▸ **What you need to do**:
a. In the post about Failed Normal's paying members, how many members chose to pay for a full year in advance?
b. Using the post about Failed Normal's paying members, explain in one to three sentences why the writer is proud of having 162 members.
c. Pick up the post about Failed Normal's paying members after its last sentence and keep writing in the same voice.

▸ **Selected text**:
▼

As of the time of writing this post Failed Normal is up to 162 paying members with 34 of them having selected to pay a full year in advance. This means that from the full year signups alone I have already collected $2040, and on a monthly basis the site is earning $810. I have to say I think that’s just flipping peachy, and couldn’t be much happier.
Let’s be honest. I’m proud of Failed Normal, but I’m not an idiot. Currently the most recent 20 posts are free with the remainder being behind the paywall. In the future I look forward to having a vast and interesting library behind the paywall, but for now this post will leave the site with an even 30 published pieces that only put 10 behind the paywall. This is a beautiful sapling that I’m excited to watch grow, but it’s not a 100 year old oak.
With that in mind I’m happy to talk about my statistics. Things are going well, and for what I need the growth path looks sound. I easily have a 2 year runway for this project, and only need to get to 2000-3000 members for this to be an ongoing success. If I’m able to bring in an average of 2 signups per day that will end up being 730 members per year, and so 1460 within 2 years. Add in the 162 we already have and that means at the two year mark Failed Normal would have 1662 paying members. Although this is below the number I’d like as a goal it still gets me to $8310 per month in revenue with an astronomical profit margin. Doing some basic math this then means that somewhere near the 2.5 year mark I would be earning enough excess to reliably look at hiring and expansion in a stable, non chaotic manner. (At 3 signups per day it comes to 1095 signups per year and a total of 2352 at the 2 year mark.)
This is the part of the story where I end up being a very sad Chihuahua. I’m excited. The product makes sense. A large enough sample size has signed up that it seems reasonable to not think people are not signing up out of pity. The signups have stayed regular past the first few days so it seems that the site can continue to gain traction. The amount of money that can be reasonably forecast at the low end will satisfy my needs as a slightly brain addled geek who likes to poke things they shouldn’t poke and then write what happens, but also being that each 1000 members equals $5000 per month revenue means that there is a very real possibility the site could be stupidly profitable. At any other point in history this endeavor would be mildly impressive. BUT… we’re in the age of Unicorns… and anything less than a billion is paltry…
Recently a n00b YouTuber decided to call me out in one of is videos about the fact that my paid membership is so “small”. Apparently 150 paying members at the time was laughable. At first blush it’s an easy insult to ignore, but in the modern tech industry sadly this mentality has taken over. I have literally seen startup founders that are not even yet shipping product laugh at the business owners who are taking home hundreds of thousands of dollars a year because they have “lifestyle” businesses. The idea being that if you’re not trying to be a billion dollar startup then you’re not really doing much of interest.
I find this a hard world to be able to have honest discussions in. I’m proud of my 162 members based on the sheer fact that it’s pretty cool 162 members are willing to hand over their credit card information. Also because I remember standing in front of the folks at Tech Breakfast so many years ago showing off how I had made $330 in a month on YouTube and musing to the audience, “I wonder how far this can go..?” Sadly though in this time of pomp, circumstances, and traction a number as lowly as 162 is barely above contempt. Better to have 1,000,000 members who handed over their email addresses vs. $810 recurring revenue being deposited in your account every month. (When I asked my bank how many email addresses I could use to pay for this months mortgage bill they hung up.)

▲

▸ **Given material**:
▼

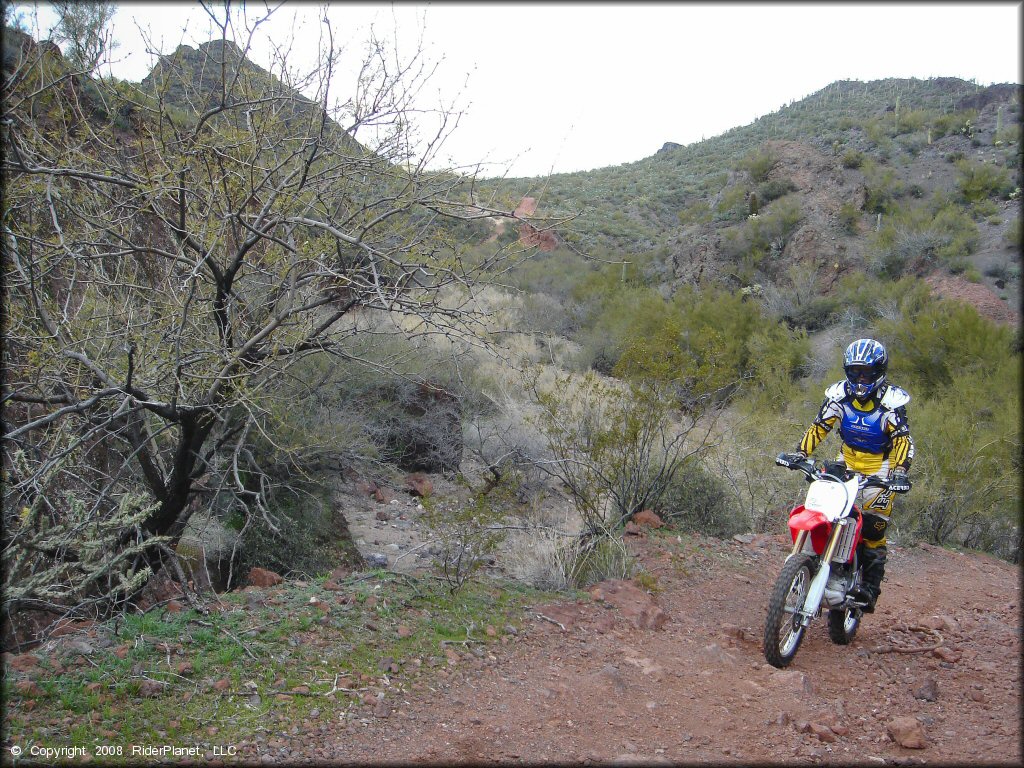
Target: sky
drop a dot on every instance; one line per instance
(561, 87)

▲

▸ **The responses**:
a. 34 of the 162 paying members chose to pay a full year in advance.

b. The writer finds it pretty cool that 162 people are willing to hand over their credit card information. The writer also remembers showing the folks at Tech Breakfast years ago how they had made $330 in a month on YouTube and wondering how far it could go.

c.
This is the big reason why I focus on talking about dollars earned, and what your goals are. It’s all fine and dandy to be stock piling email addresses, likes, subscribers and what not bit at the end of the day those things generally are not that valuable. What’s valuable is when someone is willing to pull out their checkbook and actually pay you. If you get enough people to write enough checks then you can have a good life, if not you need to find something else to do.
I fear this mindset has been lost on a generation of tech entrepreneurs. When startups couldn’t show impressive profit they started talking about revenue. When the revenue wasn’t anything to care about they started talking about traction. When even the traction started to seem questionable they started finding more and more metrics that were further and further away from anything that actually looked like money. We now have so many of these people banging their chests about made up numbers that when more reasonable people talk about things like paying their mortgage they are spoken over.
This is just something to keep in mind for new tech entrepreneurs. One of the reasons this life can be lonely is because so many people in the industry have completely lost the plot. Make sure you know your own goals and requirements, and don’t expect to get a pat on the back from folks that are only tangentially your “peers”. The sad fact is that Im excited as hell about Failed Normals current growth, but there’s almost no one I know where I can have a reasonable discussion about it. So I’ll just plod along, rack up some money, and then console myself in a few months renting a nice condo on South Beach….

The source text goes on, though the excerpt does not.